**Records shown**
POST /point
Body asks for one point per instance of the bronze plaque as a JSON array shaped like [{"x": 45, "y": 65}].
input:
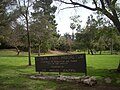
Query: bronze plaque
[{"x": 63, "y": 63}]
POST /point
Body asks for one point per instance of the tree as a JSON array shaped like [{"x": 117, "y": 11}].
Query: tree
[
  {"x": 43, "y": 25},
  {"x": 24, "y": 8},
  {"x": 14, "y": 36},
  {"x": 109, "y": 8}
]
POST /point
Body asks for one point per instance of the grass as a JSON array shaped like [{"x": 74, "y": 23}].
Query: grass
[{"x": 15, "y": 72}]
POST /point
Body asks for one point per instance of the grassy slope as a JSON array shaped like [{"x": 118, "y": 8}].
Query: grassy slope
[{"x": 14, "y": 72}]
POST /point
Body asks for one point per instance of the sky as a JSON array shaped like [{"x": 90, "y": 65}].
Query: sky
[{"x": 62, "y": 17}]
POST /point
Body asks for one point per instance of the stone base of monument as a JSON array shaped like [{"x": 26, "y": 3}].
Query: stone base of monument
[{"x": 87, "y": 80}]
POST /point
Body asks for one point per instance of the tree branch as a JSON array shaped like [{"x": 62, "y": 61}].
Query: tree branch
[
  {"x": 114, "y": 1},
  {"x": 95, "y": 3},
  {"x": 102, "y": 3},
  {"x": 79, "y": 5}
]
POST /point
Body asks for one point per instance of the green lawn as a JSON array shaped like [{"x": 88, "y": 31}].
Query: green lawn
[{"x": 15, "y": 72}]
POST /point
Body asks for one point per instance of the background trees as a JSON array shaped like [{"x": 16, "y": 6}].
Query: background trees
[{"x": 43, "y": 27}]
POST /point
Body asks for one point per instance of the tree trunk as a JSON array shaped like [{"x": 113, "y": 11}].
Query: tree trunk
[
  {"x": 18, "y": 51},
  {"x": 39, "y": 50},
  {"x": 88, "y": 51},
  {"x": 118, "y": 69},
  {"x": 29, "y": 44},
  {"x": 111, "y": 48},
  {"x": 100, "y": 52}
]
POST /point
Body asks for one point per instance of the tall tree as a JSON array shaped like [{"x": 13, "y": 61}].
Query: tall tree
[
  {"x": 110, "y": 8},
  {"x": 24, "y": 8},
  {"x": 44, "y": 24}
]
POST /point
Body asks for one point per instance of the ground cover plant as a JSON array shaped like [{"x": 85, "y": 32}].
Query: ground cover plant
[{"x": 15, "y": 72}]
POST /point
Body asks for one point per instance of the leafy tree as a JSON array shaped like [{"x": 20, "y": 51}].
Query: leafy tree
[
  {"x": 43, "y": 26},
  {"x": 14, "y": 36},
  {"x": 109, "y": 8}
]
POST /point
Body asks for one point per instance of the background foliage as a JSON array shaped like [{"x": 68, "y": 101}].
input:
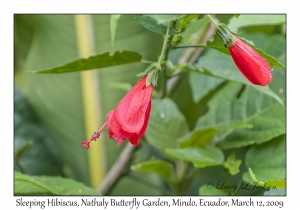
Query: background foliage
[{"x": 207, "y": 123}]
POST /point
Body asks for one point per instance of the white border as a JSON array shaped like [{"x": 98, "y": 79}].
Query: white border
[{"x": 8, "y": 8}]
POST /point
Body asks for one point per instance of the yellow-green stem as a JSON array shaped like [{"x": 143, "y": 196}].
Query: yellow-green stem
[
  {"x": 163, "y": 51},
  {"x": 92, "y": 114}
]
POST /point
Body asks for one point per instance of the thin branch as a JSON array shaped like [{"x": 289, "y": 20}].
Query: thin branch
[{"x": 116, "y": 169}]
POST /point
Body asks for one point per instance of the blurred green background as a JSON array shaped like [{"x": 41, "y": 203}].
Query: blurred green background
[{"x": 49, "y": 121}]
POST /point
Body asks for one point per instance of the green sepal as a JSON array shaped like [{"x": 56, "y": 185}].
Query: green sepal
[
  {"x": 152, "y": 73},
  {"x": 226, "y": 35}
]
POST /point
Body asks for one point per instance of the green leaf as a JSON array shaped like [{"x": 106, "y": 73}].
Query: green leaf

**To do**
Write out all the entries word for word, but skip any images.

**The result**
POST /point
Body asks for one point per instance of the bronze plaque as a JSON array shaped like [{"x": 45, "y": 65}].
input:
Query: bronze plaque
[{"x": 63, "y": 63}]
POST /point
Body asks for one point per instance of the tree as a JSON array shaped like [{"x": 117, "y": 11}].
Query: tree
[
  {"x": 43, "y": 25},
  {"x": 24, "y": 8},
  {"x": 14, "y": 36},
  {"x": 109, "y": 8}
]
POST /point
Body asks for one point per instance of the grass as a JSON array shaped like [{"x": 74, "y": 23}].
Query: grass
[{"x": 15, "y": 72}]
POST /point
Body asks for one point per instance of the grassy slope as a JSON array shaped like [{"x": 118, "y": 8}].
Query: grassy slope
[{"x": 14, "y": 72}]
POST /point
Body asks for one point per instance of the sky as a JSON array shaped like [{"x": 90, "y": 65}].
Query: sky
[{"x": 62, "y": 17}]
POST /point
Body asks for one point per instance of the stone base of monument as a JSON array shaped like [{"x": 26, "y": 3}].
Query: stone base of monument
[{"x": 87, "y": 80}]
POST /point
Body asks for one point per instance of the tree branch as a JSON array shaped like [{"x": 62, "y": 61}].
Query: tree branch
[
  {"x": 114, "y": 1},
  {"x": 95, "y": 3},
  {"x": 102, "y": 3},
  {"x": 79, "y": 5}
]
POST /point
Body asks for one point per instance of the green lawn as a JSON array shaped like [{"x": 88, "y": 31}].
Query: green lawn
[{"x": 15, "y": 72}]
POST /point
Body asks for one point per instance of the background trees as a JSON array shaped like [{"x": 16, "y": 6}].
Query: background trees
[{"x": 43, "y": 27}]
POST /point
Body asks for one point per instance of the tree trunk as a JSON array shaped like [{"x": 113, "y": 11}].
Query: tree trunk
[
  {"x": 18, "y": 51},
  {"x": 39, "y": 50},
  {"x": 88, "y": 51},
  {"x": 118, "y": 69},
  {"x": 29, "y": 44},
  {"x": 111, "y": 48},
  {"x": 100, "y": 52}
]
POST /point
Body asks for one point per instance of the tall tree as a JSON array shaped like [{"x": 13, "y": 61}].
Query: tall tree
[
  {"x": 110, "y": 8},
  {"x": 24, "y": 8},
  {"x": 44, "y": 24}
]
POST /point
Body asks for one point per instance of the ground cover plant as a JSON array shaped like [{"x": 85, "y": 32}].
Query: ground cover plant
[{"x": 15, "y": 72}]
POST /point
Body asks for one point per instance of the leafy tree as a JSON array shaped like [{"x": 20, "y": 51}].
Query: leafy tree
[
  {"x": 43, "y": 26},
  {"x": 14, "y": 36},
  {"x": 109, "y": 8}
]
POST /point
Body asks for one point per instance of the background foliage as a JSON array shaped like [{"x": 68, "y": 101}].
input:
Query: background foliage
[{"x": 207, "y": 123}]
POST /point
Body asks for one point per instance of the white border as a JSON array shaped like [{"x": 98, "y": 79}].
Query: white border
[{"x": 8, "y": 8}]
POST /point
Body asks for one point per instance of the yellow-green stem as a JSON array shaped like [{"x": 143, "y": 196}].
Query: yellow-green stem
[
  {"x": 163, "y": 51},
  {"x": 92, "y": 114}
]
POST /point
Body asks for one point per instance of the thin branch as a JSON array shaped like [{"x": 289, "y": 20}].
Query: thin branch
[{"x": 116, "y": 169}]
POST /point
Body asks for one point per instance of the blurred green background as a JSON array shaped like [{"x": 41, "y": 203}].
Query: blurred green background
[{"x": 49, "y": 121}]
POST /point
Body asks for one point per instance of the green sepal as a JSON array shaped like [{"x": 56, "y": 185}].
Query: green sepal
[
  {"x": 152, "y": 73},
  {"x": 226, "y": 35}
]
POST /point
Body asks for one point per instance of the green leaf as a JSON array shaped like [{"x": 106, "y": 73}].
Query: green leaf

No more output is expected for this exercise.